### TAREFAS A CUMPRIR
A. Para cada afirmação a seguir, responda sim ou não conforme o texto sobre Cusco e cite as palavras exatas do texto que justificam a resposta: (i) As ruínas de Sacsayhuamán ficam a 2 quilômetros de Cusco. (ii) O Inti Raymi é celebrado todo 24 de dezembro. (iii) Qenqo é uma fortaleza.
B. Continue o texto sobre Cusco a partir da última frase apresentada.

### TEXTO FORNECIDO
.....
Outro lugar para conhecer a engenhosidade inca são as ruínas de Sacsayhuamán, a 2 quilômetros de Cusco, onde se supõe que uma grande arena cercada por muralhas era utilizada como um auditório em celebrações religiosas. O encaixe perfeito das pedras com mais de 8 metros de altura e 350 toneladas até hoje intriga pesquisadores. Em todo 24 de junho se celebra ali o Inti Raymi, a Festa do Sol. A data coincide com o solstício de inverno, a partir do qual o Sol volta a se aproximar do Hemisfério Sul da Terra – os dias começam a ficar, então, paulatinamente mais longos. Se tiver tempo, sua criança interior vai adorar as resbalosas, pedras que servem de escorregador, e encarnar um Indiana Jones nos túneis subterrâneos de Sacsayhuamán. A poucos minutos de caminhada na mesma estrada estão as ruínas de Qenqo, um centro para rituais, Puca Pucara, uma fortaleza, e Tambomachay, o templo das águas. De volta à Plaza de Armas, não há controvérsia: ela é linda, com a Catedral Basílica e a Igreja da Sagrada Companhia de Jesus. Hoje, o lugar está rodeado de balcões espanhóis e vive repleto de turistas do mundo inteiro. Bastam algumas pequenas caminhadas afastando-se do centro para levar o viajante a um outro lado de Cusco, talvez nem tão fotogênico mas muito interessante. Descendo a Avenida El Sol estão os bairros de Santa Ana e Coripata. Ali, em pequenas portas esmagadas entre minimercados e farmácias, estão velhas senhoras vendendo porquinhos-da-índia (chamados de cuy) assados com batatas, espetinhos de churrasco de alpaca e chicha, uma bebida de milho fermentado. Ali também ficam os artesãos, com seus tecidos de cores vibrantes, e os padeiros, que deixam discretos cartazes na entrada de corredores. Seguindo você chega a pátios onde são vendidos pães chuta, típicos do Peru, e também pães doces enormes, que mais parecem bolos de casamento.
.....
### DADOS FORNECIDOS
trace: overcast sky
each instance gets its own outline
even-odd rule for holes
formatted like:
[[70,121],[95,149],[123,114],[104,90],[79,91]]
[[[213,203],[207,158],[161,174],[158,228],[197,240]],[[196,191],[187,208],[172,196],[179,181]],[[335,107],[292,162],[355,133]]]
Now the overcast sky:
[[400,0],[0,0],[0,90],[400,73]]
.....
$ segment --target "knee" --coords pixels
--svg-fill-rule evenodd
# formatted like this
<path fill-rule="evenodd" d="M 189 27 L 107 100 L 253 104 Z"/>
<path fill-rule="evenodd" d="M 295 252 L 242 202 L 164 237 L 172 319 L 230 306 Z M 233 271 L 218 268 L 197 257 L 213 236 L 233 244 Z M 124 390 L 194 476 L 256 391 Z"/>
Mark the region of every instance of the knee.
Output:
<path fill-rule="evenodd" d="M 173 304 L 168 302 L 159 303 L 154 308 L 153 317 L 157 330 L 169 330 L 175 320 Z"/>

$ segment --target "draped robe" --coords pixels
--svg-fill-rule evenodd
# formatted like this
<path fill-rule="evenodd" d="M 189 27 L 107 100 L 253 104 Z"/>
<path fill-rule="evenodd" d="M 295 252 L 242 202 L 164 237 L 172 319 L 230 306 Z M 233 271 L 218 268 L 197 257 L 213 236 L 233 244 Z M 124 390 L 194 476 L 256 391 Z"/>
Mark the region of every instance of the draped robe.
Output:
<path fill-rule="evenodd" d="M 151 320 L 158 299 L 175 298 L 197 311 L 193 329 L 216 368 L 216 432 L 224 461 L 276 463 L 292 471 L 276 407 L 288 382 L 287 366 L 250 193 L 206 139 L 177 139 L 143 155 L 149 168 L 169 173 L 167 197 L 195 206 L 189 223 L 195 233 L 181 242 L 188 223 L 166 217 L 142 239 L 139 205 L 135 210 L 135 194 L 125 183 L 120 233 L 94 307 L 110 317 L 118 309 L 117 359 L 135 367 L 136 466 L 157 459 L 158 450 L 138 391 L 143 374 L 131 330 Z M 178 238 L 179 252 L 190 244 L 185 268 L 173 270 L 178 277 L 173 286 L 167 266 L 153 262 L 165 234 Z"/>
.....
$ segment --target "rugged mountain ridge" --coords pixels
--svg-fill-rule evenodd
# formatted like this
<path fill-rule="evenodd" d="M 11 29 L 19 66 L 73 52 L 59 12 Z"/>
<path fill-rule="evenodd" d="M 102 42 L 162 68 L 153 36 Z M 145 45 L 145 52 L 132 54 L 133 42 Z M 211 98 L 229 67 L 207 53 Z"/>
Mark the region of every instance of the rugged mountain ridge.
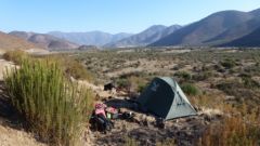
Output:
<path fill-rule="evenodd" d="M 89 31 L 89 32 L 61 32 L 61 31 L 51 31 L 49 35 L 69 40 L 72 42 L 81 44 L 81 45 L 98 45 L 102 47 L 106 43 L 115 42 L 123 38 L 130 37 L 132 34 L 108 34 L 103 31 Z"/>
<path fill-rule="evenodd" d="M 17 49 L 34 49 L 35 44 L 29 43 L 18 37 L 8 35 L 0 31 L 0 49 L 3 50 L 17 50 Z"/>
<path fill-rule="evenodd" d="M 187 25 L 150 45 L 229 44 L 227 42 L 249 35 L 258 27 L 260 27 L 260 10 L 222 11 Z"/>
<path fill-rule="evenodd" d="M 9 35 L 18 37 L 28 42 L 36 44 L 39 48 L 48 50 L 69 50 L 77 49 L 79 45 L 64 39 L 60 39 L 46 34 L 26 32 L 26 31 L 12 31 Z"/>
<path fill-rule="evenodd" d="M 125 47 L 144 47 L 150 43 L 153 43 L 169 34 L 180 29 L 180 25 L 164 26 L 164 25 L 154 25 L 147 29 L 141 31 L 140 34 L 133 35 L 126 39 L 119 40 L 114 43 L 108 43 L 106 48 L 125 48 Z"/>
.....
### RESULTADOS FINAIS
A.
(i) Sim: "as ruínas de Sacsayhuamán, a 2 quilômetros de Cusco"
(ii) Não: "Em todo 24 de junho se celebra ali o Inti Raymi"
(iii) Não: "Qenqo, um centro para rituais, Puca Pucara, uma fortaleza"

B.
É bastante recomendável andar sem muita orientação pelas ruas de pedra dos bairros menos turísticos da cidade. Você talvez até se deixe hipnotizar pelos muitos toritos que ornamentam o telhado das casas. Eles são colocados pelos moradores como amuletos que representam a esperança de uma boa safra (no caso, a multiplicação do rebanho). Se tem uma origem claramente ancestral, o objeto traz também a cruz de Cristo. Em toda a América do Sul, e não só, os valores do conquistador se misturaram aos dos antigos ocupantes. Em Cusco, os toritos, as missas católicas frequentadas por peruanos de evidentes traços indígenas e os muros incas atestam que, se essa mistura não foi menos violenta que o habitual, gerou uma cidade de inusitada e enorme beleza.
Um centenário a celebrar
A cidade histórica peruana completa cem anos em 2011
Em 1911, o arqueólogo americano Hiram Bingham chegou à Cidade Sagrada dos incas guiado pelo indiozinho Melchor Arteaga. A estupefação e a perplexidade de Bingham não devem ter sido muito maiores que a de milhares de turistas que anualmente visitam as ruínas vindos da vizinha Águas Calientes ou andando pelos caminhos de pedra da chamada Trilha Inca, em dois ou quatro dias de viagem. É que a beleza explícita e insofismável de Machu Picchu chega a ser excessiva, exuberante, e isso foi reconhecido amplamente com sua eleição, em 2007, para uma das Sete Novas Maravilhas do Mundo. Patrimônio da Humanidade segundo a Unesco, Machu Picchu tem muito a celebrar neste centenário. Estão prestes a retornar ao Peru mais de 46 mil artefatos que foram levados de lá com Bingham e seus seguidores e que há tempos faziam parte do acervo da americana Universidade Yale. Isso, no entanto, não encobre a constante ameaça que ronda esse patrimônio delicado. Em janeiro de 2010, houve deslizamentos, e 2 mil turistas (300 brasileiros) tiveram de ser resgatados por helicópteros em Águas Calientes. Em janeiro deste ano, cerca de 20 grupos que faziam a Trilha Inca precisaram alterar a rota por causa de mais deslizamentos.
Desde a década passada há controle do fluxo de visitantes à Trilha Inca – são 500 por dia – e à montanha de Wayna Picchu, dentro do parque de Machu Picchu, onde 400 pessoas são admitidas diariamente. O turismo de massa estava comprometendo os caminhos calçados e as edificações de pedra, que conseguiram resistir por vários séculos às forças da natureza. Para fazer a Trilha Inca tradicional é necessário reservar com um mínimo de dois meses de antecedência. Outras trilhas, como a Salkantay, que contorna a montanha pelo lado oposto ao da Trilha Inca, ou a expedição Inca Jungle, que inclui um longo trecho de bicicleta, podem ser contratadas de um dia para outro. Os preços para qualquer um dos passeios, que são interrompidos apenas em fevereiro devido às chuvas, variam de US$ 300 a US$ 520. Tours de dois dias que incluem hospedagem, trem e ônibus saem desde US$ 120.